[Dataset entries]
══════════════════════════════

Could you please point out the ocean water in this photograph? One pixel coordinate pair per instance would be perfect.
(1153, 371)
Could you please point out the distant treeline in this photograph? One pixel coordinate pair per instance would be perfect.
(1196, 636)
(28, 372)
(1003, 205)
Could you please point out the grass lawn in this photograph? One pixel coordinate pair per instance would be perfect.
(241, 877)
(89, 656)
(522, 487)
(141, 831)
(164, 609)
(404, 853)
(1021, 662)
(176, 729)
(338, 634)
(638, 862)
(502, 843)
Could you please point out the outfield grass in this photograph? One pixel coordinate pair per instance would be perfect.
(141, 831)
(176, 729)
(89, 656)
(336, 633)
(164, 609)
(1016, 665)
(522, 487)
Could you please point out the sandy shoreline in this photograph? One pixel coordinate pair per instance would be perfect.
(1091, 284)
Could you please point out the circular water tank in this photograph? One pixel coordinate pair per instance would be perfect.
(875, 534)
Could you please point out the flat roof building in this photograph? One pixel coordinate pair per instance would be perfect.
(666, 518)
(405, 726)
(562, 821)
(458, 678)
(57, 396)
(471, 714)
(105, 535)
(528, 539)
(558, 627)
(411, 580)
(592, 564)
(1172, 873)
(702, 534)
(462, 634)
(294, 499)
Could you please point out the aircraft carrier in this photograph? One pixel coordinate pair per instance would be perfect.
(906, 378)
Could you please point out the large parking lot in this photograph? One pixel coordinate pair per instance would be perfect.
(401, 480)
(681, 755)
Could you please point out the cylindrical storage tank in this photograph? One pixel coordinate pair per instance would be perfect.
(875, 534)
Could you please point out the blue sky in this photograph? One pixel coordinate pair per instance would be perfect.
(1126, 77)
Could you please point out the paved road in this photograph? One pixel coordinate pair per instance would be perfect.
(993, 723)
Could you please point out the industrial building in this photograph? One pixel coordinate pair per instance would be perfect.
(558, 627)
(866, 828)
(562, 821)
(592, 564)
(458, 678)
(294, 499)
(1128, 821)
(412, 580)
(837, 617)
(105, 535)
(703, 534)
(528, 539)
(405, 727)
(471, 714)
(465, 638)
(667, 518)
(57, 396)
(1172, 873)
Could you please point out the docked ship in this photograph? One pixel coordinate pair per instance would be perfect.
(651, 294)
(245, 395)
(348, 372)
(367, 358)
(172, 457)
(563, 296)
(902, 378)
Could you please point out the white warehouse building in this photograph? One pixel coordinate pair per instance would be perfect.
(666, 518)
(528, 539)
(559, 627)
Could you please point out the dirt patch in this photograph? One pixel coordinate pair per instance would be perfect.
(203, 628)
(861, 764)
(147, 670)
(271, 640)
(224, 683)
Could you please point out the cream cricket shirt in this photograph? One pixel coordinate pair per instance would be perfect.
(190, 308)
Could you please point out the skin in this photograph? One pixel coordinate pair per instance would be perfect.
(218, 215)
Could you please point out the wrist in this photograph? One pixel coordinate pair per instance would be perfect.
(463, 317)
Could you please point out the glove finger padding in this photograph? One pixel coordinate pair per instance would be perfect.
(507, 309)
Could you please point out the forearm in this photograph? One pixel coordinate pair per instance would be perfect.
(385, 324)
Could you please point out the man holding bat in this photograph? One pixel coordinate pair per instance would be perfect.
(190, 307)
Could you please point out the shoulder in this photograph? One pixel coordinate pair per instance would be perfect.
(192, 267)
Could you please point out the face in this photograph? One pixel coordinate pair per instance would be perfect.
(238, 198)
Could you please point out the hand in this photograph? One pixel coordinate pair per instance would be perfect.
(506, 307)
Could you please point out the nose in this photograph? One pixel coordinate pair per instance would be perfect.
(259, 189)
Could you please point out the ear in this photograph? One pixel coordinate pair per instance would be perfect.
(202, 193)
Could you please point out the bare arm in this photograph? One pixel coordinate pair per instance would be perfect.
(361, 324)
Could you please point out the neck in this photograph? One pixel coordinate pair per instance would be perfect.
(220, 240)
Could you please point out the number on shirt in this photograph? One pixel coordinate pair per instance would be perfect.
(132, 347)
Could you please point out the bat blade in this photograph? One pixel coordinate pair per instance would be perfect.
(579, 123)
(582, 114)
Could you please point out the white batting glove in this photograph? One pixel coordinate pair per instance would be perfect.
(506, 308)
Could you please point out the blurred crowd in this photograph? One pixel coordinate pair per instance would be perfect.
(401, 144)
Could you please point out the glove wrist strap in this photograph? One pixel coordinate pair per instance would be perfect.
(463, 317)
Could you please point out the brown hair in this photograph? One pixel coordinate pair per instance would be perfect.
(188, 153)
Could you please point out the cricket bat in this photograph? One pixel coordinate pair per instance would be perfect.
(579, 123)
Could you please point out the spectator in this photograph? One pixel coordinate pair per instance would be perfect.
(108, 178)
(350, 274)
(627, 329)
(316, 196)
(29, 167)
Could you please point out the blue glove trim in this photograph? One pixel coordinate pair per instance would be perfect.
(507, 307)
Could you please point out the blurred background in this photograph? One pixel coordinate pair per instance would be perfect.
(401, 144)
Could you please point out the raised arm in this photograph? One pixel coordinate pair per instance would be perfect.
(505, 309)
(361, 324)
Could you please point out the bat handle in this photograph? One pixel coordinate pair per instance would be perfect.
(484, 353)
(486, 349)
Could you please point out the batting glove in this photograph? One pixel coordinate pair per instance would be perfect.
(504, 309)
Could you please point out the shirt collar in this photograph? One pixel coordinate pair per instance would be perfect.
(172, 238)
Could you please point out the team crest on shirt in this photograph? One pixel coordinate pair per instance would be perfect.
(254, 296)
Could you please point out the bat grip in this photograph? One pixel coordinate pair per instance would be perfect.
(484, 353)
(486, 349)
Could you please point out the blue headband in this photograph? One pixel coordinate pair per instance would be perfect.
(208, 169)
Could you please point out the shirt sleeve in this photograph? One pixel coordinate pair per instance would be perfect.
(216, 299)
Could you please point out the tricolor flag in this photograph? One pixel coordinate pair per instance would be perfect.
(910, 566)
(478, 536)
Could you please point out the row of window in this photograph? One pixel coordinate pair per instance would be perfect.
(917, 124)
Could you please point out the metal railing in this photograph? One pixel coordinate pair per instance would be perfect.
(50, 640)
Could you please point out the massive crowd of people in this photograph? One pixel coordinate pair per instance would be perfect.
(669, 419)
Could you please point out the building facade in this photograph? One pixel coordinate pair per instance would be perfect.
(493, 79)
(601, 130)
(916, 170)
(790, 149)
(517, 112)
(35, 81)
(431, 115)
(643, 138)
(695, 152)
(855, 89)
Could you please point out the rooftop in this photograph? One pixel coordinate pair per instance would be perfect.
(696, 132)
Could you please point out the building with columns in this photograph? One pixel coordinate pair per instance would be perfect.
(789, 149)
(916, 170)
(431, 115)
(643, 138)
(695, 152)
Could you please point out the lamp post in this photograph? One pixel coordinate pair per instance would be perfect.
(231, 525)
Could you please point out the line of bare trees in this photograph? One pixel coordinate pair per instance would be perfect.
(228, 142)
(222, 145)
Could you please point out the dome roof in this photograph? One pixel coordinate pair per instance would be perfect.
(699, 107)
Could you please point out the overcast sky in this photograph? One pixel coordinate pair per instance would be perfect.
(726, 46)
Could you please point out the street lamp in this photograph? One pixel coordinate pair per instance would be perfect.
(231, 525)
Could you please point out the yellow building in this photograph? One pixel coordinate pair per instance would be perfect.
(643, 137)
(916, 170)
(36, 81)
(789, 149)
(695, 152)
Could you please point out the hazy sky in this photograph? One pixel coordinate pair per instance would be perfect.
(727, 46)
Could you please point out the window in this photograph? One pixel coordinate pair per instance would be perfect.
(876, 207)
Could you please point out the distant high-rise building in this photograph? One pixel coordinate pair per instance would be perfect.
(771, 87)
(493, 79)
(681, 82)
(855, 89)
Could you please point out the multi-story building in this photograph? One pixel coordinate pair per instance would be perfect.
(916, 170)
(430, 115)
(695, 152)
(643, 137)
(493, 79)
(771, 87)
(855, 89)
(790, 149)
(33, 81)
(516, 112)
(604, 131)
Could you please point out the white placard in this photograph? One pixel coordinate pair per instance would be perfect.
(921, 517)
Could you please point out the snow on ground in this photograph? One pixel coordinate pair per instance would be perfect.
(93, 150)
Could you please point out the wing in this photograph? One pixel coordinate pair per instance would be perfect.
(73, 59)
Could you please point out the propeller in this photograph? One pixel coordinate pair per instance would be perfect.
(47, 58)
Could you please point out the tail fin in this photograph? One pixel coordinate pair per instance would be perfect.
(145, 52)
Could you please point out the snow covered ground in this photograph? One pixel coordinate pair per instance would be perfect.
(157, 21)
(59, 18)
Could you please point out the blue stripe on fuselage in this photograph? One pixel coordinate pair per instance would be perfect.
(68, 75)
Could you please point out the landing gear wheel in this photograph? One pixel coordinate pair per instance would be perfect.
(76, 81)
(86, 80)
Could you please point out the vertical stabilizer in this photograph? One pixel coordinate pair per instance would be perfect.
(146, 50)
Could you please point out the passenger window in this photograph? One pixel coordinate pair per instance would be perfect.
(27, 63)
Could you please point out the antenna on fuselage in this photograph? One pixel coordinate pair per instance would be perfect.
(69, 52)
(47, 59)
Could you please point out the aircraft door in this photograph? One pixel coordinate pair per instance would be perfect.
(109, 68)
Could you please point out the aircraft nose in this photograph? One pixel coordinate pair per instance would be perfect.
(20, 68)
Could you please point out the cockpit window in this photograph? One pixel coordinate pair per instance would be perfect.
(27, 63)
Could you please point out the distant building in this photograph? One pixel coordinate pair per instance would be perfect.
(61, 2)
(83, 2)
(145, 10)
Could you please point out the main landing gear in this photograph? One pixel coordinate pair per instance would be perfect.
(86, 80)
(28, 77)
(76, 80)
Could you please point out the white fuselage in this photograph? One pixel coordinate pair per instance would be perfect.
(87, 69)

══════════════════════════════

• What the task requires
Reproduce each line, exactly as it appears, from the one that contains "Could you please point out the passenger" through the last line of the records. Add no other lines.

• The completed task
Could you please point out the passenger window in this photograph? One pixel coordinate pair per instance would be perfect.
(27, 63)
Could you please point out the antenna on fuselage in this photograph? One pixel coordinate pair per instance would be perfect.
(69, 52)
(47, 59)
Could you please point out the aircraft door in this photograph? One pixel coordinate pair per instance would be perfect.
(109, 68)
Could you please point out the aircraft nose in this photograph? One pixel coordinate pair per instance would be perfect.
(20, 68)
Could you please point out the cockpit window in this photograph? One pixel coordinate pair per instance would be perfect.
(27, 63)
Could you please point out the distant building in this photograph? One pixel coordinate pair per instance would be perfect.
(61, 2)
(83, 2)
(145, 10)
Could you please point out the main landing gear in this photograph? One pixel coordinate pair per instance would be perfect.
(86, 80)
(28, 77)
(76, 80)
Could you please point out the white fuselage in this photograph? One pixel coordinate pair per instance would be perfect.
(87, 69)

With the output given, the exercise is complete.